En este sentido, la irrupción fervorosa, y a veces entusiastamente ingenua, en USA, de la llamada New Musicology (Joseph Kerman, Rose Subotnik, Susan McClary, Lawrence Kramer, Gary Tomlinson) y su obsesión por desentrañar significados semióticos, gestos retóricos, topoi y tropos (el Ego Trascendental de Gustavo Bueno) en la música instrumental "pura" europea, lejos de ser una revolución epistemológica, como ellos parecen pretender salvíficamente, en realidad revela una paradoja histórica: es el síntoma de una cultura musical que olvidó su propia savia nutricia. Es el síntoma de una cultura musical que, tras siglos de autosuficiencia formalista, se encuentra de pronto desconectada de su propio humus simbólico, y se lanza a buscarlo como quien busca una reliquia en los sótanos del museo que él mismo vació.
Es decir, que cuando Kerman, Taruskin o McClary insisten en que la música "absoluta" está en realidad impregnada de significados extramusicales, parecen descubrir el Mediterráneo. Pero ese Mediterráneo, literal y simbólico, por cierto, jamás dejó de ser navegado por España, Italia, Rusia, Rumanía etc. En las tradiciones católicas, bizantinas, judías, árabes y mediterráneas, donde la música nació indisoluble de la palabra, el rito y la escena, jamás hizo falta semejante "descubrimiento". La letra ya lo decía todo: el melos era vehículo del logos, el gesto musical era prolongación natural del texto. Lo que la New Musicology presenta como hallazgo anti-hanslickiano, los teóricos españoles del Barroco ya lo daban entonces por axiomático. Cuando insisten en que la música “absoluta” está empapada de significados extramusicales, sociológicos, eróticos, retóricos, históricos, parecen, con admirable convicción, haber inventado la rueda. Pero insistimos: es que en España, Italia, Rusia, Rumanía, Grecia, o Turquía; en las liturgias católicas, bizantinas, judías o sufíes; en las músicas populares y cultas del mundo árabe o sefardí, la música nunca fue amputada de su verbo, de su cuerpo, de su función ritual o comunitaria. Allí donde el canto es rezo, memoria, invocación, danza, duelo, teatro o profecía, la idea de una música "absoluta" parecería, sencillamente, una categoría inútil, si no directamente absurda, ridícula...
En nuestra tradición, por tanto, la letra siempre dijo lo que la partitura nunca quiso callar. El melos era carne del logos, el gesto musical una prolongación natural del texto, del drama, del acontecimiento. La música era un cuerpo vibrante que encarnaba lo invisible, no un artefacto autónomo encerrado en su propia geometría. Por eso, de nuevo: lo que la New Musicology presenta con solemnidad académica como un hallazgo anti-hanslickiano, la idea de que la música significa algo más allá de sí misma, nuestra tradición lo daba siempre por evidente, sin dramatismos teóricos ni pretensiones revolucionarias. Y sin necesidad, por cierto, de citar a Foucault cada tres páginas, ni de pedir permiso a Harvard para pensar con alma, ni de inventar terminologías recicladas de la crítica literaria para decir que un Adagio de Lully lloraba, o que una zarabanda de Cabezón, oh!, aludía al éxtasis místico.

**Listado de datos**

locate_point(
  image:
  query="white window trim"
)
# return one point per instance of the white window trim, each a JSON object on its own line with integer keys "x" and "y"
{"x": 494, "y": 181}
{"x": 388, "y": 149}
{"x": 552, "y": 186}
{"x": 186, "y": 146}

**Por hacer**
Convierte en una lista breve el párrafo del fragmento que comienza con «En nuestra tradición, por tanto», sin perder sus ideas principales.

**Resultado**
- En nuestra tradición, la letra siempre dijo lo que la partitura no quería callar.
- El melos era carne del logos, y el gesto musical prolongaba el texto, el drama y el acontecimiento.
- La música era un cuerpo vibrante que encarnaba lo invisible, no un artefacto autónomo encerrado en su propia geometría.
- La New Musicology presenta como hallazgo anti-hanslickiano que la música significa algo más allá de sí misma. Nuestra tradición siempre lo dio por evidente, sin dramatismos teóricos ni pretensiones revolucionarias.
- Para decir que un Adagio de Lully lloraba o que una zarabanda de Cabezón aludía al éxtasis místico, no hacía falta citar a Foucault, pedir permiso a Harvard ni reciclar terminología de la crítica literaria.